:: EXERCISE GOAL ::
Reproduce the records below exactly, with nothing altered.

---------- ENTRIES SHOWN ----------

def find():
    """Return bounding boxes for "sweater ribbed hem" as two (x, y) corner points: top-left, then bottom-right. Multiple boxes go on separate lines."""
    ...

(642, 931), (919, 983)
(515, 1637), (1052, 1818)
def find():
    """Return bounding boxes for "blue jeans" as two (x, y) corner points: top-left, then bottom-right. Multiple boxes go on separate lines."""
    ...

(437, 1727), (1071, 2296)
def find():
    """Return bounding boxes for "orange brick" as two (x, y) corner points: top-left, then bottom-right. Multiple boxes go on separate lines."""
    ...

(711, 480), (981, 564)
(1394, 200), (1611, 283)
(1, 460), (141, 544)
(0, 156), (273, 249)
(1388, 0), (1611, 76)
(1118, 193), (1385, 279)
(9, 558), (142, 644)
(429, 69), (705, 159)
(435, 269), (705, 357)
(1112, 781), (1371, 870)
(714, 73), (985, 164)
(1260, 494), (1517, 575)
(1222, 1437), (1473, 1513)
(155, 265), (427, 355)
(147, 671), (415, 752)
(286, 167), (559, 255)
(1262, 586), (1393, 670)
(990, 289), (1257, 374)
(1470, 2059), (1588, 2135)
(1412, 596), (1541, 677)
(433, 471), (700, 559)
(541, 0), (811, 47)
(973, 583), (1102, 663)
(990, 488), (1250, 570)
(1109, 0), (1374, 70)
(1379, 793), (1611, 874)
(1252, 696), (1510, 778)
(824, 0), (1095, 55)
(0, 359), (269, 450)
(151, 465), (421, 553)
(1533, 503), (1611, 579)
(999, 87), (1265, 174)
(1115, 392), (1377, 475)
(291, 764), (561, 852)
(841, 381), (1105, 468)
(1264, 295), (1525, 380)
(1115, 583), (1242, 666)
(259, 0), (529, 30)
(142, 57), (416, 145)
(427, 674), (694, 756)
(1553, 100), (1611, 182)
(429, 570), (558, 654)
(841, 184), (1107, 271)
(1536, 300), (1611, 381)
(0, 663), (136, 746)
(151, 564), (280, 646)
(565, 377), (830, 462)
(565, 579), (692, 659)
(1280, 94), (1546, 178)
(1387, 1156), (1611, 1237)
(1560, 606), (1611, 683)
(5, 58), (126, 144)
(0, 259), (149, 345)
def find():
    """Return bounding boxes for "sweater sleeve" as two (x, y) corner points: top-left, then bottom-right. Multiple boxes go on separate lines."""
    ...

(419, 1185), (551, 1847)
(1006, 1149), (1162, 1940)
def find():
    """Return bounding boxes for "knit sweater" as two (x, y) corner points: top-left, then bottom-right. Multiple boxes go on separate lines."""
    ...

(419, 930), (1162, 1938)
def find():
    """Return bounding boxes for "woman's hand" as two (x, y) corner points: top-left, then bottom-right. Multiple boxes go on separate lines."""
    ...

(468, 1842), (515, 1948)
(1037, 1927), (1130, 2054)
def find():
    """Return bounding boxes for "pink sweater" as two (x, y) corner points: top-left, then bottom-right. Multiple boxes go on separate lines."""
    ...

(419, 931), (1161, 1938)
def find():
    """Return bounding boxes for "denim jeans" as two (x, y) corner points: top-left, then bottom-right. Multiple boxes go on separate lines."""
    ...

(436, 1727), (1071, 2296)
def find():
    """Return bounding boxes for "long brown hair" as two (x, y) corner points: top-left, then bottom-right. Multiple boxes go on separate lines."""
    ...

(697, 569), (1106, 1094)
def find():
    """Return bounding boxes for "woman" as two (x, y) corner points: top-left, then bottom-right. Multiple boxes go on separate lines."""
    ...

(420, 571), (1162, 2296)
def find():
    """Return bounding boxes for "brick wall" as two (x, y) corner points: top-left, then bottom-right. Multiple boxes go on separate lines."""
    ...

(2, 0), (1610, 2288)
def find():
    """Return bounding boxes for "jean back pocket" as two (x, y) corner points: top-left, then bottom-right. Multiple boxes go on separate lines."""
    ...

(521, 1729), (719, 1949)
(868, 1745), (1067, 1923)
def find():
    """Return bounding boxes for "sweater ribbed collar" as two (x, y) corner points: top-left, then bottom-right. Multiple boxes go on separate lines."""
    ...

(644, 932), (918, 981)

----------

:: WORKED SOLUTION ::
def find():
    """Return bounding boxes for "sweater ribbed hem" as two (x, y) corner points: top-left, then bottom-right. Multiple boxes go on separate lines."""
    ...

(642, 931), (919, 983)
(515, 1637), (1052, 1818)
def find():
    """Return bounding boxes for "blue jeans" as two (x, y) corner points: top-left, then bottom-right. Multiple boxes go on separate lines."""
    ...

(437, 1727), (1071, 2296)
def find():
    """Return bounding boxes for "orange brick" as two (x, y) corner points: top-left, then bottom-right. Multiple boxes go on separate lines."""
    ...

(711, 480), (981, 564)
(1394, 200), (1611, 283)
(1, 460), (141, 544)
(0, 156), (273, 249)
(1388, 0), (1611, 76)
(1118, 193), (1385, 279)
(9, 558), (142, 644)
(429, 69), (705, 159)
(435, 269), (705, 357)
(1112, 781), (1371, 870)
(714, 73), (985, 164)
(1260, 494), (1517, 575)
(1222, 1437), (1473, 1513)
(155, 265), (427, 355)
(147, 671), (415, 752)
(286, 167), (559, 255)
(1262, 586), (1393, 670)
(990, 289), (1257, 374)
(1470, 2059), (1588, 2135)
(1412, 596), (1541, 677)
(433, 471), (700, 559)
(541, 0), (811, 47)
(973, 583), (1102, 663)
(990, 488), (1250, 570)
(1109, 0), (1374, 70)
(1379, 793), (1611, 874)
(1252, 696), (1510, 778)
(824, 0), (1095, 55)
(0, 359), (269, 450)
(151, 465), (421, 553)
(1533, 503), (1611, 579)
(999, 87), (1265, 174)
(1115, 392), (1377, 475)
(291, 764), (561, 852)
(841, 381), (1105, 468)
(1264, 295), (1525, 380)
(1115, 583), (1242, 666)
(259, 0), (529, 30)
(142, 57), (416, 145)
(427, 674), (694, 756)
(1553, 100), (1611, 182)
(429, 570), (558, 654)
(841, 184), (1107, 271)
(1536, 300), (1611, 381)
(0, 663), (136, 746)
(151, 564), (280, 646)
(565, 377), (830, 462)
(565, 579), (692, 659)
(1280, 94), (1546, 178)
(1387, 1156), (1611, 1237)
(1560, 606), (1611, 683)
(5, 58), (126, 144)
(0, 259), (149, 345)
def find():
    """Return bounding boxes for "sweater sleeve" as two (x, y) corner points: top-left, then bottom-right. Multiple boxes go on separate lines."""
    ...

(419, 1185), (551, 1847)
(1006, 1149), (1162, 1940)
def find():
    """Return bounding boxes for "knit sweater" as two (x, y) corner points: top-left, then bottom-right. Multiple boxes go on separate lines."""
    ...

(419, 930), (1162, 1938)
def find():
    """Return bounding boxes for "woman's hand" as two (x, y) corner points: top-left, then bottom-right. Multiple boxes go on separate lines."""
    ...

(468, 1842), (515, 1948)
(1037, 1927), (1130, 2054)
def find():
    """Return bounding boxes for "pink sweater" as two (x, y) corner points: top-left, then bottom-right. Multiple boxes go on separate lines."""
    ...

(419, 931), (1161, 1938)
def find():
    """Return bounding boxes for "denim jeans" as two (x, y) corner points: top-left, then bottom-right. Multiple boxes go on separate lines."""
    ...

(436, 1727), (1071, 2296)
def find():
    """Return bounding boxes for "long brown hair" as two (x, y) corner points: top-left, then bottom-right. Multiple boxes go on separate lines."""
    ...

(697, 569), (1106, 1094)
def find():
    """Return bounding boxes for "woman" as two (x, y) corner points: top-left, then bottom-right. Multiple boxes go on separate lines."""
    ...

(420, 571), (1162, 2296)
def find():
    """Return bounding boxes for "brick wall" as two (x, y) corner points: top-left, then bottom-right. Multiple boxes go on separate lines."""
    ...

(2, 0), (1610, 2288)
def find():
    """Return bounding boxes for "jean back pocket" as two (x, y) corner points: top-left, then bottom-right. Multiple boxes go on separate lines."""
    ...

(521, 1729), (719, 1949)
(868, 1745), (1067, 1923)
def find():
    """Return bounding boxes for "sweater ribbed collar" as two (x, y) corner points: top-left, then bottom-right. Multiple boxes go on separate lines."""
    ...

(644, 932), (918, 981)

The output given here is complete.